With the images removed, repeat the data below exactly.

=======

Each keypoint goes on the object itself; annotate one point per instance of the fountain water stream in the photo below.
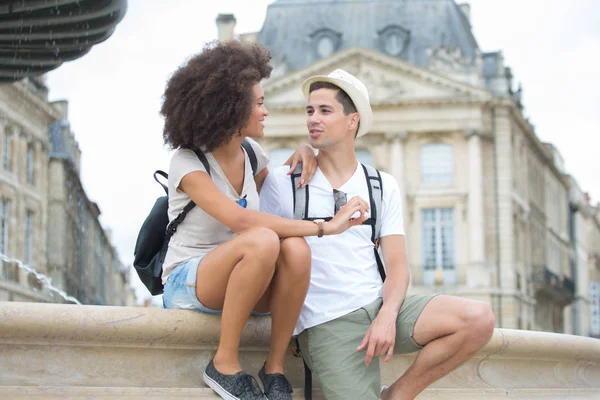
(43, 279)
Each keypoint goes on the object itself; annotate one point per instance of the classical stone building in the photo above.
(486, 203)
(46, 220)
(593, 243)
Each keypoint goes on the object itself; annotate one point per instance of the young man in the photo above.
(350, 316)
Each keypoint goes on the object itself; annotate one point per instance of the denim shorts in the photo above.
(180, 289)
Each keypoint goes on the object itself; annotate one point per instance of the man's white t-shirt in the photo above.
(344, 275)
(199, 233)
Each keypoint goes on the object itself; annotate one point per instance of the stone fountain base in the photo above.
(55, 351)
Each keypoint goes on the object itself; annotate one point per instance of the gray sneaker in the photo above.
(240, 386)
(277, 386)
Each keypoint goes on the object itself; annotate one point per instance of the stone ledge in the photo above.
(57, 351)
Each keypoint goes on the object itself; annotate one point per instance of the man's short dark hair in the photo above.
(347, 104)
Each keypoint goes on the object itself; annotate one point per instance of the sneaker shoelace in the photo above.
(245, 383)
(279, 383)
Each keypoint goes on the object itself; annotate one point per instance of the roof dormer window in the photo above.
(393, 39)
(325, 42)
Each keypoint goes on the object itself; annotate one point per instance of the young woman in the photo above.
(226, 257)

=======

TASK RESULT:
Each keypoint goes on the object itself; annotate one point per instance of the fountain water stream in the photo below.
(43, 279)
Each keypoint goes on the object itself; annotate one point per instance of the classical stone building in the photo above.
(486, 203)
(46, 220)
(593, 243)
Each keypoint goes on the object itself; annotate one point per instance of the young man in the photo above.
(350, 316)
Each keypoint goes on the object itself; annotate one point per instance of the denim shorts in the photo above.
(180, 289)
Each keypoint goes on the object itself; annotate one point per instance of the man's white t-shirt in the photo above.
(344, 275)
(199, 233)
Each keypoint goes on the object itself; annotate one point per instance of the stone fountain base in the photo above.
(55, 351)
Each keypoint goes on the object itself; annotate one point per instance of the gray sneaker in the photo above.
(240, 386)
(277, 386)
Each keypoint goes on the object itself; annotate one point per instance of the stone ledge in the photo above.
(57, 351)
Each keypoint goes on the object itself; annotate one point per instance of the man's short dark hair in the photo above.
(347, 104)
Each keypoint goes on the object itself; annotate one point per instance of the sneaker shoelace in the photo above.
(245, 383)
(279, 383)
Each keypoint goes on the object itself; annotate one point per instance of the roof dormer window in the photo above.
(393, 39)
(325, 42)
Each keypoint goes on the object itself; annotate one point per instance of the young woman in the photo above.
(226, 257)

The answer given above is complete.